Provided text:
+--

OPED: Input sought on stormwater authority

Felicia Dell
York County Planning Commission
PennDOT officials assess damage to Accomac Road Monday, Sept. 10, 2018, after flooding damage closed the road to one lane of local traffic and emergency travel only. Bill Kalina photo

Flooding from intense storms, such as that experienced by much of York County this past summer, is becoming more frequent. Along with flooding from these extreme weather events comes stormwater runoff that pollutes streams with sediment from our stream banks, as well as chemicals and nutrients from our fields, yards and roadways.

York is the second-highest water-polluting county, behind only Lancaster. Each year, we dump nearly 12 million pounds of nitrogen from farms and stormwater runoff into our streams that make their way to the Chesapeake Bay.

York County is mandated by federal and state agencies — the U.S. EPA and Pennsylvania DEP — to meet requirements that will help clean up locally impaired waters and the Chesapeake Bay.

If we don’t improve water quality, penalties could be imposed. These could include reducing the number of animals required for obtaining certain farming permits and requiring municipalities to complete total maximum daily load plans to limit the amount of pollution discharged into our streams and the bay.

+--

Stored records:
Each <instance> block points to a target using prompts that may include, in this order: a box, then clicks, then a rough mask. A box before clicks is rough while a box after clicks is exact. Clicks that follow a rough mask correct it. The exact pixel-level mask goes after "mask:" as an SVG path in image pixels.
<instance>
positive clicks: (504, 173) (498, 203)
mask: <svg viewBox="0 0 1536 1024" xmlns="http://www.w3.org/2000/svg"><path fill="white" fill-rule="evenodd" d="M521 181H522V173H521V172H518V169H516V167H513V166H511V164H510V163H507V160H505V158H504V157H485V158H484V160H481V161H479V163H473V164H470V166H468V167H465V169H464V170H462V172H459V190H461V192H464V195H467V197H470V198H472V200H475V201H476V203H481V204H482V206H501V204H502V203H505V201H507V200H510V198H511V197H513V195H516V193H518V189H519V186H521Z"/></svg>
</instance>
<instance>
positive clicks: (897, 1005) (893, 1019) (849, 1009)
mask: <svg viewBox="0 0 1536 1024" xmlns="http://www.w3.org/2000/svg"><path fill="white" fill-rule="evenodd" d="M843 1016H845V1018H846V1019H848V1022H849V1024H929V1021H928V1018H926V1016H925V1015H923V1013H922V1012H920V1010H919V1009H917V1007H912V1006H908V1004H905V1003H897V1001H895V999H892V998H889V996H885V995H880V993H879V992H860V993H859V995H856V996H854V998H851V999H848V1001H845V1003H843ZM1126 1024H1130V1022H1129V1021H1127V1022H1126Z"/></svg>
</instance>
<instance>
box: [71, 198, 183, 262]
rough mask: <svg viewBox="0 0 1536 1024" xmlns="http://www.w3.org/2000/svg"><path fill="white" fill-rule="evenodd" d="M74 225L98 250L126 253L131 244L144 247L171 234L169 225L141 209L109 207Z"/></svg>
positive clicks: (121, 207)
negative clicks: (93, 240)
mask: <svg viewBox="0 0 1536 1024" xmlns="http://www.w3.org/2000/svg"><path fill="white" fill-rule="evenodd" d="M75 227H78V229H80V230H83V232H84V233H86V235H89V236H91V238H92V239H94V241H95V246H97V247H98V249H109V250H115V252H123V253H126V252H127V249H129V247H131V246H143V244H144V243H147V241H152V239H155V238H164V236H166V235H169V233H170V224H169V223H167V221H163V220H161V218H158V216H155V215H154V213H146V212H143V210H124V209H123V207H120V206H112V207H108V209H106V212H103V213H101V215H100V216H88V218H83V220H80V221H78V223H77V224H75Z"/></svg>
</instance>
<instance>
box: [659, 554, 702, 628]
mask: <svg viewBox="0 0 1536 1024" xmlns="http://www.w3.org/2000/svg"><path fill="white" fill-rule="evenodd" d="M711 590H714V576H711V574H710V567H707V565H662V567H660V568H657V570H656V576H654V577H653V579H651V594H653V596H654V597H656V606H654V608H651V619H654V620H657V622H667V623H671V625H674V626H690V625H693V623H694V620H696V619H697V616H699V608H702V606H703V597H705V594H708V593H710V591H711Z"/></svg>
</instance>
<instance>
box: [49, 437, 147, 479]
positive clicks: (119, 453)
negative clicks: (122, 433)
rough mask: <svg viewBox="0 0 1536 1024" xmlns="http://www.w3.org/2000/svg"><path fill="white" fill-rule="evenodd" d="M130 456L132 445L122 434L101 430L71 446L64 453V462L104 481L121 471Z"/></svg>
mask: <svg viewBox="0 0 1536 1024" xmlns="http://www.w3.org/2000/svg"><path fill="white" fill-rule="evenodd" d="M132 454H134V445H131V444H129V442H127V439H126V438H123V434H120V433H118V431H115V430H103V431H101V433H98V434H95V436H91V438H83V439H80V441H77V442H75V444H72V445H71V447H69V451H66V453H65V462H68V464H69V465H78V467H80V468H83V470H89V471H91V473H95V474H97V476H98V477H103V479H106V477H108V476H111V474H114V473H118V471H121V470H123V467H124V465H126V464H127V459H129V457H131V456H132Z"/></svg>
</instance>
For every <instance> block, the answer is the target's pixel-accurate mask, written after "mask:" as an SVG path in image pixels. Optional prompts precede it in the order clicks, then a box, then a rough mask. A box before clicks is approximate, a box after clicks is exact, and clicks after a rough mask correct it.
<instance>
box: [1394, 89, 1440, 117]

+--

Check your understanding:
- 1) According to the stormwater op-ed, which county pollutes water more than York County?
- 2) List the places that the stormwater op-ed says chemicals and nutrients come from.
- 3) Reproduce the part of the stormwater op-ed starting at "Flooding from intense" and ending at "to the Chesapeake Bay.".

Outputs for the tasks:
- 1) Lancaster County

- 2) Fields, yards, roadways

- 3)
Flooding from intense storms, such as that experienced by much of York County this past summer, is becoming more frequent. Along with flooding from these extreme weather events comes stormwater runoff that pollutes streams with sediment from our stream banks, as well as chemicals and nutrients from our fields, yards and roadways.

York is the second-highest water-polluting county, behind only Lancaster. Each year, we dump nearly 12 million pounds of nitrogen from farms and stormwater runoff into our streams that make their way to the Chesapeake Bay.